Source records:
--- Begin ---
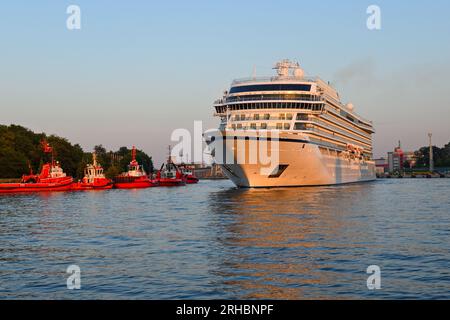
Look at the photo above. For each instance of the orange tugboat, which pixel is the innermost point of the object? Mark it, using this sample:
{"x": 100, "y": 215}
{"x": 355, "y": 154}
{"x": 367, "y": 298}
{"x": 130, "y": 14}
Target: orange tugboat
{"x": 94, "y": 178}
{"x": 170, "y": 175}
{"x": 188, "y": 173}
{"x": 51, "y": 178}
{"x": 135, "y": 177}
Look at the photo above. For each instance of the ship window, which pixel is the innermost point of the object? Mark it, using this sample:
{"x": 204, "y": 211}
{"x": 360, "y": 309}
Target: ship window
--- End ---
PROBLEM TO SOLVE -
Scale the material above by rewriting all of its lines, requests included, with every coordinate in the answers multiplied by 1.2 and rounded to a whole number, halves rounded up. Leave the pictures out, and keep the request lines and their sample coordinates unchanged.

WRITTEN RESPONSE -
Look at the photo above. For each instance of the orange tugboat, which pixel is the innermost point of the object? Mark it, using this sample:
{"x": 100, "y": 215}
{"x": 355, "y": 154}
{"x": 367, "y": 298}
{"x": 130, "y": 14}
Target: orange tugboat
{"x": 113, "y": 214}
{"x": 204, "y": 210}
{"x": 226, "y": 208}
{"x": 61, "y": 214}
{"x": 162, "y": 212}
Look at the photo above. For each instance of the ship window, which pixel is the innermost point of the object? Mark it, using this sample:
{"x": 204, "y": 211}
{"x": 360, "y": 309}
Target: ship window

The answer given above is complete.